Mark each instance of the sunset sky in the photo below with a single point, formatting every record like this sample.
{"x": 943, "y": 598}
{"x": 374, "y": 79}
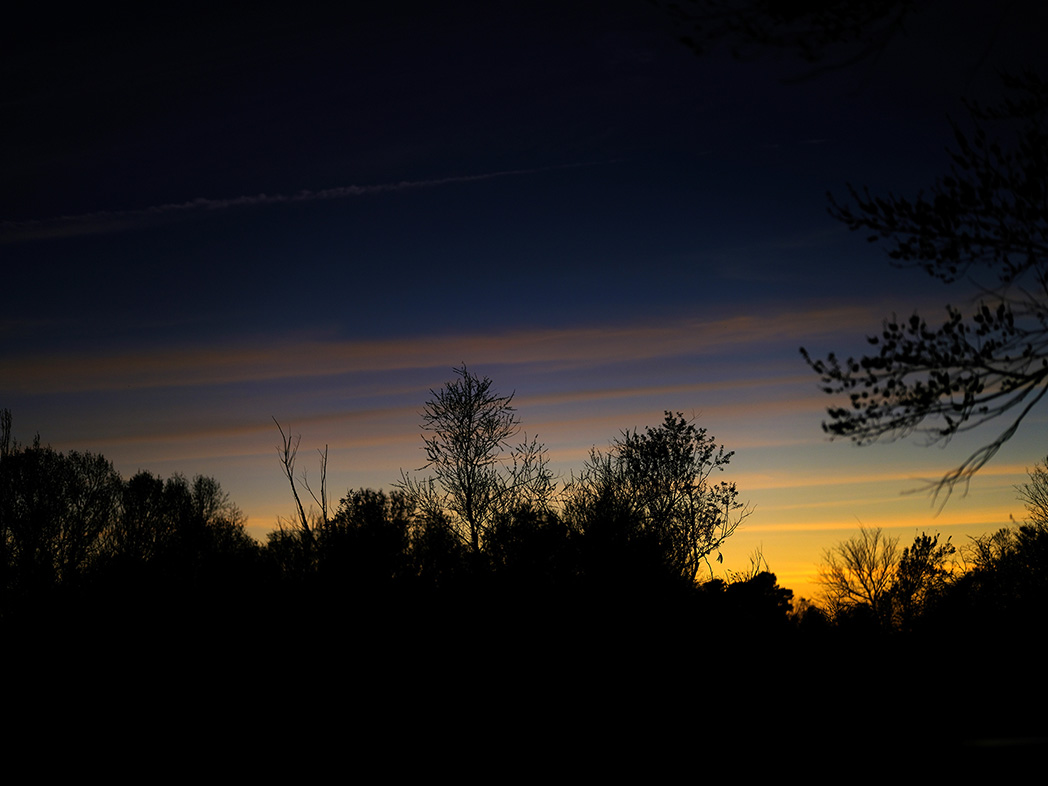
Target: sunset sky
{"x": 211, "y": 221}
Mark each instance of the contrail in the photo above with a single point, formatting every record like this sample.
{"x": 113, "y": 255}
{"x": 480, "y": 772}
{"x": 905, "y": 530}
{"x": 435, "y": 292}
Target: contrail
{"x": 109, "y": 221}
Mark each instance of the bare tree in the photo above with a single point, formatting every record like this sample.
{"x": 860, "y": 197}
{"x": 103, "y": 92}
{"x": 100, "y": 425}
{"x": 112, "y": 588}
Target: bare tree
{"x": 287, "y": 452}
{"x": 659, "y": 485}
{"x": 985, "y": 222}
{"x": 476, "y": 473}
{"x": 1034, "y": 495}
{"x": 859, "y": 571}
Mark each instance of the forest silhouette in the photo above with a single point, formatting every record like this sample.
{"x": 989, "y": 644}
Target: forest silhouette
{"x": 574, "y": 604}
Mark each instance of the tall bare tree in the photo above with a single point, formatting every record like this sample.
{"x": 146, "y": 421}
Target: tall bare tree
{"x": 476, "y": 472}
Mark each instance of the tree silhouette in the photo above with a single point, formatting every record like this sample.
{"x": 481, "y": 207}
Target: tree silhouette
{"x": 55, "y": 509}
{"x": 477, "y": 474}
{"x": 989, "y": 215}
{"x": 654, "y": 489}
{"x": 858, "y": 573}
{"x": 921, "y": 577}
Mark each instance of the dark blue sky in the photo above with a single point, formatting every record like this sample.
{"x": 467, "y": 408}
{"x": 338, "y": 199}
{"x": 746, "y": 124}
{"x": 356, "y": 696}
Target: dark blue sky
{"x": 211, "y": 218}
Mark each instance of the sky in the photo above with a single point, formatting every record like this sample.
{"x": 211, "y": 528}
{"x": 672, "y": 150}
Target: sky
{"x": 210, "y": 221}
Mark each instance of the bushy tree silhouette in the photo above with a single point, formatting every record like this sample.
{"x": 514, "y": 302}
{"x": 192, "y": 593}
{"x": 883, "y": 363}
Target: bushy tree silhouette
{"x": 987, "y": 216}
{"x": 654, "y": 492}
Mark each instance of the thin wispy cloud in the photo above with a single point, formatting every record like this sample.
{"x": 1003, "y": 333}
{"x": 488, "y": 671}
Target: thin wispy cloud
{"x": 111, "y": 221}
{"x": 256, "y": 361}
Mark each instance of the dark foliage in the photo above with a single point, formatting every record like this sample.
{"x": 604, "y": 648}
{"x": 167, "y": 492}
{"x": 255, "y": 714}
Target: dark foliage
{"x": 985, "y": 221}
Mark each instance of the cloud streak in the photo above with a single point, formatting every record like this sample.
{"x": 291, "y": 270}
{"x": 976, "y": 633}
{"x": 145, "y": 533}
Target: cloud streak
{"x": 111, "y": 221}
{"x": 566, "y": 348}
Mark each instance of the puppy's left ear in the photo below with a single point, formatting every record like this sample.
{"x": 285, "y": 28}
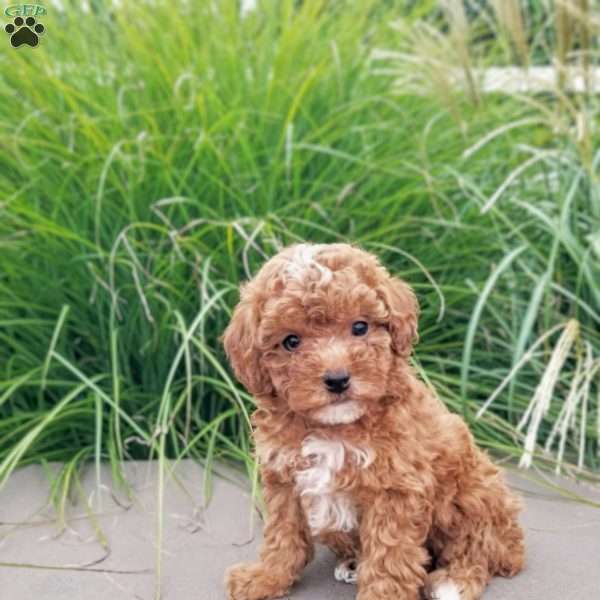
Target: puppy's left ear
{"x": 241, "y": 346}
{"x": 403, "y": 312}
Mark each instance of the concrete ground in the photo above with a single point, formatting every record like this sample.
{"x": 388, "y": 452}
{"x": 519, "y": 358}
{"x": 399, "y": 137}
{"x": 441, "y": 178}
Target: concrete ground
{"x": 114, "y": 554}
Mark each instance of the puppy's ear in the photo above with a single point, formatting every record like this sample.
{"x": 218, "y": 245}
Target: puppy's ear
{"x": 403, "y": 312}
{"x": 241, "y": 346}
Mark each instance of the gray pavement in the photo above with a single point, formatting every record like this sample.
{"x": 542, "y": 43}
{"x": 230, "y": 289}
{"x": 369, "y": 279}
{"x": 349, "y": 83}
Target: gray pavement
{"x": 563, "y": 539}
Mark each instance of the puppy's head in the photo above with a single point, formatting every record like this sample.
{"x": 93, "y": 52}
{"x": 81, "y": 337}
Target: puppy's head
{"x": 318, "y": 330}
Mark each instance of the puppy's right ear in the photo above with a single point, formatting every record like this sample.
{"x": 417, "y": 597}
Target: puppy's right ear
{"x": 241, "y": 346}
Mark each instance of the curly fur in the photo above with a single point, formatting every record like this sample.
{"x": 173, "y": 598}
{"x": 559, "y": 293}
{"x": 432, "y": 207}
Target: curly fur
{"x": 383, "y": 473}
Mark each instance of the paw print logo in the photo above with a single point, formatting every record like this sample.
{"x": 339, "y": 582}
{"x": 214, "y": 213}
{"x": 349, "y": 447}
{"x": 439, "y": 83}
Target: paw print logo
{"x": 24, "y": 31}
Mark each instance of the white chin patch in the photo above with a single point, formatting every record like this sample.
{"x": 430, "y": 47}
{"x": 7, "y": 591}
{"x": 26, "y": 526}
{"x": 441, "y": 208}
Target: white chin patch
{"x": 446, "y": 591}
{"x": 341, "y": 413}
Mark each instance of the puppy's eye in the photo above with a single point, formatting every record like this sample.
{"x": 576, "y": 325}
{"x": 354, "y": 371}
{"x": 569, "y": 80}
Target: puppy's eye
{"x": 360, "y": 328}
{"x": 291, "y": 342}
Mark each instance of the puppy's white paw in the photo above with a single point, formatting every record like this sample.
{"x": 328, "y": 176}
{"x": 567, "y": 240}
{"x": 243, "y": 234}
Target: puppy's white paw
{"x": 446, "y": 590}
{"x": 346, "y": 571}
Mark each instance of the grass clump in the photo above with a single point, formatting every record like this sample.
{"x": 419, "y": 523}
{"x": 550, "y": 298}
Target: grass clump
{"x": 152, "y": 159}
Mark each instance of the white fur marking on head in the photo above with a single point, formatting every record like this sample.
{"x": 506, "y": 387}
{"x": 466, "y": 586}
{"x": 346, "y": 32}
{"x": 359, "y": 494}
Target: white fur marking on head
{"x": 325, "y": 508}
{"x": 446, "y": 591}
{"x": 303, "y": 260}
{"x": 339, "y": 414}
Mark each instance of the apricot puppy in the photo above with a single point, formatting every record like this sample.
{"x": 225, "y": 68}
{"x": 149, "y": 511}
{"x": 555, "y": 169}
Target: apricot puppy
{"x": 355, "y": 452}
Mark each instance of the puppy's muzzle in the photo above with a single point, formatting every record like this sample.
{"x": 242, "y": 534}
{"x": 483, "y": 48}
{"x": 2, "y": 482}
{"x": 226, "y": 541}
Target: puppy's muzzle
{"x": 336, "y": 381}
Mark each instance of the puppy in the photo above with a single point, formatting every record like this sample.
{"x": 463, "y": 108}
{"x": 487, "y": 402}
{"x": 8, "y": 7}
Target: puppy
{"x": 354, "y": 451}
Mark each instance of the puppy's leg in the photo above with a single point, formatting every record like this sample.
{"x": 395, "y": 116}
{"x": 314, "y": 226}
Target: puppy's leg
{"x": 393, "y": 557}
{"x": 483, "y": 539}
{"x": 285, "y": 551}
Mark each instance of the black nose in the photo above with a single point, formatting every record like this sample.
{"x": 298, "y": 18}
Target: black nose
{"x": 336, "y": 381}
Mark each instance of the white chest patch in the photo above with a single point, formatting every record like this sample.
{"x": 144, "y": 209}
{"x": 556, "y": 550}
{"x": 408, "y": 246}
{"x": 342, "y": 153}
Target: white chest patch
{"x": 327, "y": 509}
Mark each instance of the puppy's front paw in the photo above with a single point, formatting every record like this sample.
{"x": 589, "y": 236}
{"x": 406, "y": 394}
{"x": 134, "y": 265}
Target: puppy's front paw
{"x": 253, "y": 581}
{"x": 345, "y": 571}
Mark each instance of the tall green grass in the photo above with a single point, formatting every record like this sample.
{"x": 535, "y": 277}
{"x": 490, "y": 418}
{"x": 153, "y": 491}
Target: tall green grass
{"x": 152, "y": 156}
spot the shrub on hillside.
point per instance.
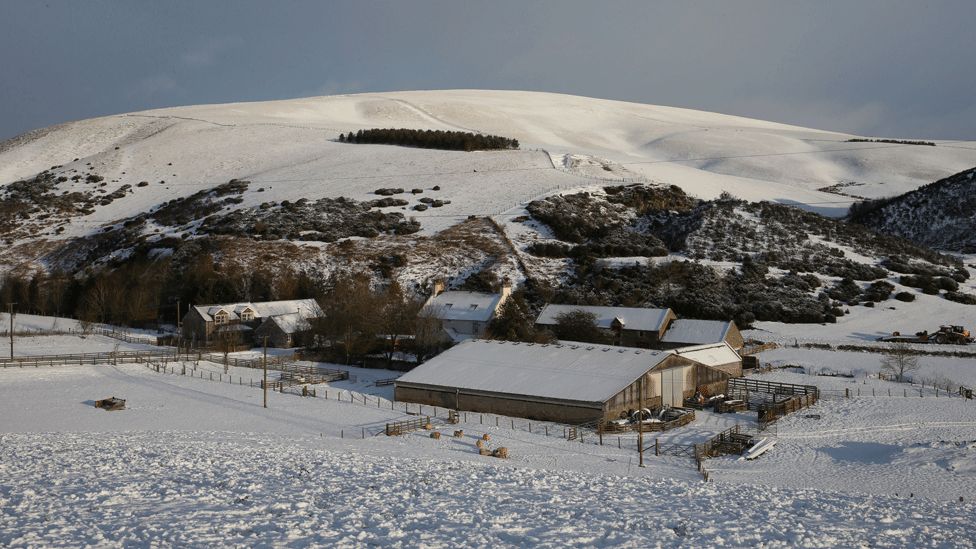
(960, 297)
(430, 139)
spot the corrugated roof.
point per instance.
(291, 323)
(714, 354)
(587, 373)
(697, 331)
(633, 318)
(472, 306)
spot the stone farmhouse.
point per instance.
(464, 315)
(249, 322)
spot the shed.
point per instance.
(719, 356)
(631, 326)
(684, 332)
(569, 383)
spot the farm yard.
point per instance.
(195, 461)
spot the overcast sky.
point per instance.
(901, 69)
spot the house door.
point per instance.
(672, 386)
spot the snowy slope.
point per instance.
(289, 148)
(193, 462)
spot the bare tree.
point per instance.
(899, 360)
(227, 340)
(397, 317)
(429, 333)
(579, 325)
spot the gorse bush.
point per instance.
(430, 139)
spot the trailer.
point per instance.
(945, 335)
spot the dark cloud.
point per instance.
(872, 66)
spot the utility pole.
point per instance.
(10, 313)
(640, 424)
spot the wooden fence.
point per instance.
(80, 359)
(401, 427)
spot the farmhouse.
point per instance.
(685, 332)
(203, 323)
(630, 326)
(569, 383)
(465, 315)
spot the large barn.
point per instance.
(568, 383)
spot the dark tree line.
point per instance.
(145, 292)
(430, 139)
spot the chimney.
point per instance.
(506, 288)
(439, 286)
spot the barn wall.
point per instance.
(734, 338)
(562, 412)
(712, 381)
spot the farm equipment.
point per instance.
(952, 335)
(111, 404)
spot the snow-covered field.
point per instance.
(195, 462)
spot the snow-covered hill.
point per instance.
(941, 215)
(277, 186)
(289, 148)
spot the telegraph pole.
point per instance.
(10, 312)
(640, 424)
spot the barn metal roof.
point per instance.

Problem description: List the lines of the material in which the word "farmhouse" occurs.

Solution to the problem:
spot the stone farmhouse.
spot the farmhouse.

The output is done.